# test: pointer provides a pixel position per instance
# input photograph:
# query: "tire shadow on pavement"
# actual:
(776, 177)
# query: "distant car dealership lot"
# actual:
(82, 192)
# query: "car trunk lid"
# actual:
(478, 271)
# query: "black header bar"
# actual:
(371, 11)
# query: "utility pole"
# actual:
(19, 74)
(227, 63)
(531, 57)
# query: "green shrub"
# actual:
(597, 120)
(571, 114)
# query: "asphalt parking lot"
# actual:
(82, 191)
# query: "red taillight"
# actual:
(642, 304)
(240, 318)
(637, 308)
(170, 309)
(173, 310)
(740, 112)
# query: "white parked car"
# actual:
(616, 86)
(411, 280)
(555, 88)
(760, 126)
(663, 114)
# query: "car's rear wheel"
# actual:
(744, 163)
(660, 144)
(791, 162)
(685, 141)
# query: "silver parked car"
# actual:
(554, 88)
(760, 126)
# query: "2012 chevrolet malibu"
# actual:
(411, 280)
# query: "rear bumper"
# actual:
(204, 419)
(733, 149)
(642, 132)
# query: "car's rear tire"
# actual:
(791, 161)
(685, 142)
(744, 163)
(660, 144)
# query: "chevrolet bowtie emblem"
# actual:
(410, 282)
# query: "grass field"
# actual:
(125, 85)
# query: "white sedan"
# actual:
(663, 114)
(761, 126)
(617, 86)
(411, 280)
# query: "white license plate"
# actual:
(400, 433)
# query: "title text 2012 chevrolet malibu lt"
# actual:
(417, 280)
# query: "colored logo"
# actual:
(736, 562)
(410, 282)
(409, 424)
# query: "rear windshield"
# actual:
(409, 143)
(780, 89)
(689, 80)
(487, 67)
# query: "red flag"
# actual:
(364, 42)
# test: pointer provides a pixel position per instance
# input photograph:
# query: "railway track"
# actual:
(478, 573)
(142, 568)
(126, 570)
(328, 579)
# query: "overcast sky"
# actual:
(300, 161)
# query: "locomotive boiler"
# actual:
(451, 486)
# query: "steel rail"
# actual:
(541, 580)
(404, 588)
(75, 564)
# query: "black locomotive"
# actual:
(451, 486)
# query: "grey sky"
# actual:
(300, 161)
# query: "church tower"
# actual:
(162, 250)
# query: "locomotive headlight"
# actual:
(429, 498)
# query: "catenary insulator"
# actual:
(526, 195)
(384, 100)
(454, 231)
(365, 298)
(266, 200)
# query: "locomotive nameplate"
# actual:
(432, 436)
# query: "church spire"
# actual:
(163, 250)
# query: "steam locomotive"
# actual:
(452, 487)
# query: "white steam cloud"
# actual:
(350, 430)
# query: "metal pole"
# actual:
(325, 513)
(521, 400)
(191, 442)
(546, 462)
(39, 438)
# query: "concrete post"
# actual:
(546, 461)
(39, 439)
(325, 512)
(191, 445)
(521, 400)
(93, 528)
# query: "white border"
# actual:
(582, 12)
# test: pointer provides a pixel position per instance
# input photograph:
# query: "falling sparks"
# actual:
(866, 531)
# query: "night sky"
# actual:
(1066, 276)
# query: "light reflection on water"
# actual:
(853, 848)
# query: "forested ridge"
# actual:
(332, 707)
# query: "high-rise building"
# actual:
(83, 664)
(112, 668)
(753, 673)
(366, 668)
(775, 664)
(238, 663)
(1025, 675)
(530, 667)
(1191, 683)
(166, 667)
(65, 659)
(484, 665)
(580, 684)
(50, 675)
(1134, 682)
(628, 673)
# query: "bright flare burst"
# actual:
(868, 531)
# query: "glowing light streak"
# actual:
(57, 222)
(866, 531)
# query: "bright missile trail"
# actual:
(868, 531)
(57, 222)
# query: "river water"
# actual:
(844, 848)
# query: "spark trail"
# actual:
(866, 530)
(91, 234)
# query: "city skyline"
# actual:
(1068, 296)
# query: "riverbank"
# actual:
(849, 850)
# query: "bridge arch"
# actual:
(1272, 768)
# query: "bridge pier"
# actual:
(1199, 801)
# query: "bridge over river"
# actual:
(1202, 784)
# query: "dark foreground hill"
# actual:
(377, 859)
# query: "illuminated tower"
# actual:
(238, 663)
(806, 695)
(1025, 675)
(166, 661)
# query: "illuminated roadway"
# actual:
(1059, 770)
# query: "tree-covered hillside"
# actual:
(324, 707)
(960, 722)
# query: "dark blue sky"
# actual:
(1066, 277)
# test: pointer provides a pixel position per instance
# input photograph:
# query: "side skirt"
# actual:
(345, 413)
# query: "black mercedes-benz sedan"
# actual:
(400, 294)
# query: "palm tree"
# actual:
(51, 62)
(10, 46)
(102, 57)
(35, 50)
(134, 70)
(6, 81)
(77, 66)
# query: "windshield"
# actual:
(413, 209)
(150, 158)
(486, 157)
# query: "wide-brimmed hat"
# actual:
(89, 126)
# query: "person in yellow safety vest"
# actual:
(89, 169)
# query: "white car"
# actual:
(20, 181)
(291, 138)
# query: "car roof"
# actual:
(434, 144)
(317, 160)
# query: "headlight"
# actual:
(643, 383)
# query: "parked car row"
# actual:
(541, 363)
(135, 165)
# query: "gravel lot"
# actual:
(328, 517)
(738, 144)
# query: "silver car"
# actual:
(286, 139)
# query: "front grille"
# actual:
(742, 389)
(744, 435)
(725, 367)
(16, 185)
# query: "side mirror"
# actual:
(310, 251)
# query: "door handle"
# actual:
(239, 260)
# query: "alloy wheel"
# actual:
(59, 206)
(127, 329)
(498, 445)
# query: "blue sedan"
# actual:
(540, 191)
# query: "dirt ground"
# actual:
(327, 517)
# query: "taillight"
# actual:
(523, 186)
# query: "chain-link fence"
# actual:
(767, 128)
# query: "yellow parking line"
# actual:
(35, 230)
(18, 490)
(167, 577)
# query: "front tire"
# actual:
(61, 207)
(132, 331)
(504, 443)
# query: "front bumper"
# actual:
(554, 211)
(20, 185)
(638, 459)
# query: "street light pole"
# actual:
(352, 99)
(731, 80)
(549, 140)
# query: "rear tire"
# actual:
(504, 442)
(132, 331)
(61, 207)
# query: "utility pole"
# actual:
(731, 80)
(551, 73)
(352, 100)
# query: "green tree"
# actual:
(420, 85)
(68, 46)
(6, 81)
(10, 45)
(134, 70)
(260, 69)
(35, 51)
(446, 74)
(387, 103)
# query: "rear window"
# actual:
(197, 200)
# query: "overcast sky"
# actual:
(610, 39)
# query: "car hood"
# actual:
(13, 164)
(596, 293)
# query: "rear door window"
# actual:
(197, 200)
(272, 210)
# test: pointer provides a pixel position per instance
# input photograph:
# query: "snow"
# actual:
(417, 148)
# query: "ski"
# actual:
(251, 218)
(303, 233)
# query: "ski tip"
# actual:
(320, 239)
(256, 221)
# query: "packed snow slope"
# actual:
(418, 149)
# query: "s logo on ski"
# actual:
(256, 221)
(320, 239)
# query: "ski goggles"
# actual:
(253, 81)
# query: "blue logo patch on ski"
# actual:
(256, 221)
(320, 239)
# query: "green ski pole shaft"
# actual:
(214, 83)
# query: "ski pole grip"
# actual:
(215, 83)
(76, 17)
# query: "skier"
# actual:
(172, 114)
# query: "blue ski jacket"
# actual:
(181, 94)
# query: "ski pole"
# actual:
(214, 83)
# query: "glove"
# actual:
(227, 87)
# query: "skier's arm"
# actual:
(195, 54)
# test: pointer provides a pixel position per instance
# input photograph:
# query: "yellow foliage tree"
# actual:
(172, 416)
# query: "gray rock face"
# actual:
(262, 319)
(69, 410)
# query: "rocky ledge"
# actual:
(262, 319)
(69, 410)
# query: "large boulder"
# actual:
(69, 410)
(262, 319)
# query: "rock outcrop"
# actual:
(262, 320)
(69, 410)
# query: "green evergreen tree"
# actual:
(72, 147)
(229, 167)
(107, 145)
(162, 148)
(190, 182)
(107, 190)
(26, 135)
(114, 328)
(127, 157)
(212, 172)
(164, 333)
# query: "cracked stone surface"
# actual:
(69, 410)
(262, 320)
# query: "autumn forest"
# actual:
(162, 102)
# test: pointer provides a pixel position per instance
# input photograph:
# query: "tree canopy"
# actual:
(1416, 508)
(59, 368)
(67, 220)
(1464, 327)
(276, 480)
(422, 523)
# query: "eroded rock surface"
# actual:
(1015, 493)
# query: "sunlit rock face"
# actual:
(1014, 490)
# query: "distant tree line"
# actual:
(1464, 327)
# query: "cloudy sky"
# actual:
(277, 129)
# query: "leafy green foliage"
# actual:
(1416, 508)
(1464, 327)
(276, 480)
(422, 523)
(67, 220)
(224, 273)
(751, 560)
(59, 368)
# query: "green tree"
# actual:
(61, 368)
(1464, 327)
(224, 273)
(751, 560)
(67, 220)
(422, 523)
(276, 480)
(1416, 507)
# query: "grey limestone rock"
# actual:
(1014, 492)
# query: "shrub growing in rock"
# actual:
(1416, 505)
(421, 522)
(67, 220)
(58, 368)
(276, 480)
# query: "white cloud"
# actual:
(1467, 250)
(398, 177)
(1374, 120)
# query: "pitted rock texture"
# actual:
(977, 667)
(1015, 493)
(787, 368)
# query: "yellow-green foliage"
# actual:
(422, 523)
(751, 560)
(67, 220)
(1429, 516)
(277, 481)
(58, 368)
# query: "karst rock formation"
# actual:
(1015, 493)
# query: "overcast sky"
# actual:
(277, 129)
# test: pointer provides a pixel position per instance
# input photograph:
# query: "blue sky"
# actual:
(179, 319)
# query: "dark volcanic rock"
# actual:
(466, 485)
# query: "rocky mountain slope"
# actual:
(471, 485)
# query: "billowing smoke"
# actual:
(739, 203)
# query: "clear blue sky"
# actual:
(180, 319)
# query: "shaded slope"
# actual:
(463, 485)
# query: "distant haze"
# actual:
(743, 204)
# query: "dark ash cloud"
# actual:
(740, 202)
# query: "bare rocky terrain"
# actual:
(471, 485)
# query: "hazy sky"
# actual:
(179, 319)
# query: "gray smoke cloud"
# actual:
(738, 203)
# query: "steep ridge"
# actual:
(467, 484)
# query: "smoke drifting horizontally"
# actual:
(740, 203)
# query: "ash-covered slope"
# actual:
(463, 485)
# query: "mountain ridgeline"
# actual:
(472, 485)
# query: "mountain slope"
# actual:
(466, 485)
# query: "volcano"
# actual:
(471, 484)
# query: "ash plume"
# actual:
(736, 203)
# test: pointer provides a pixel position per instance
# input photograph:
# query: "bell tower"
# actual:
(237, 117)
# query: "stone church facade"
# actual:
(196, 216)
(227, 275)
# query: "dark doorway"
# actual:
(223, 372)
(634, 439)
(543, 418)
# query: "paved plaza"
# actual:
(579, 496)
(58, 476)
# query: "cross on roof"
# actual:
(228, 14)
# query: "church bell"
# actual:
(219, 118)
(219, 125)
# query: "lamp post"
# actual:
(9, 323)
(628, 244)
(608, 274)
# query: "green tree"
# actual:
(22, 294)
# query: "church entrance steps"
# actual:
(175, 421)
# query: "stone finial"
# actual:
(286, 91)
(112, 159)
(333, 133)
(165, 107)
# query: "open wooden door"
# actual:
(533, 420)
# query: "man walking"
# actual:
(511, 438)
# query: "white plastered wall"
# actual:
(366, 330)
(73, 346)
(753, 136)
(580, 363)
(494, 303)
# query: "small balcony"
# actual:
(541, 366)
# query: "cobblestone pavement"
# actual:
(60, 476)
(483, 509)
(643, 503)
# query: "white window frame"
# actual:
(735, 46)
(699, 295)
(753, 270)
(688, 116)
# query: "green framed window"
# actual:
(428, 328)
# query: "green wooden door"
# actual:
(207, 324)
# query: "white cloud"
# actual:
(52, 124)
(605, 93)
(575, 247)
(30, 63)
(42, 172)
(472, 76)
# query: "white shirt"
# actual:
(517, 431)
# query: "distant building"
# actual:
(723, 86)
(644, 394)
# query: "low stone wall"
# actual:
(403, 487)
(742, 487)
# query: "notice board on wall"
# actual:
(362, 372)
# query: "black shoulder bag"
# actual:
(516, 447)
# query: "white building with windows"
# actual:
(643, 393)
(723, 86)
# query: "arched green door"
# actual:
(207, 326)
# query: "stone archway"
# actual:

------------------------

→ **Instruction**:
List every line of the listing that contains the string "water", matching its case.

→ **Answer for the task**:
# query: "light reflection on water"
# query: "river water"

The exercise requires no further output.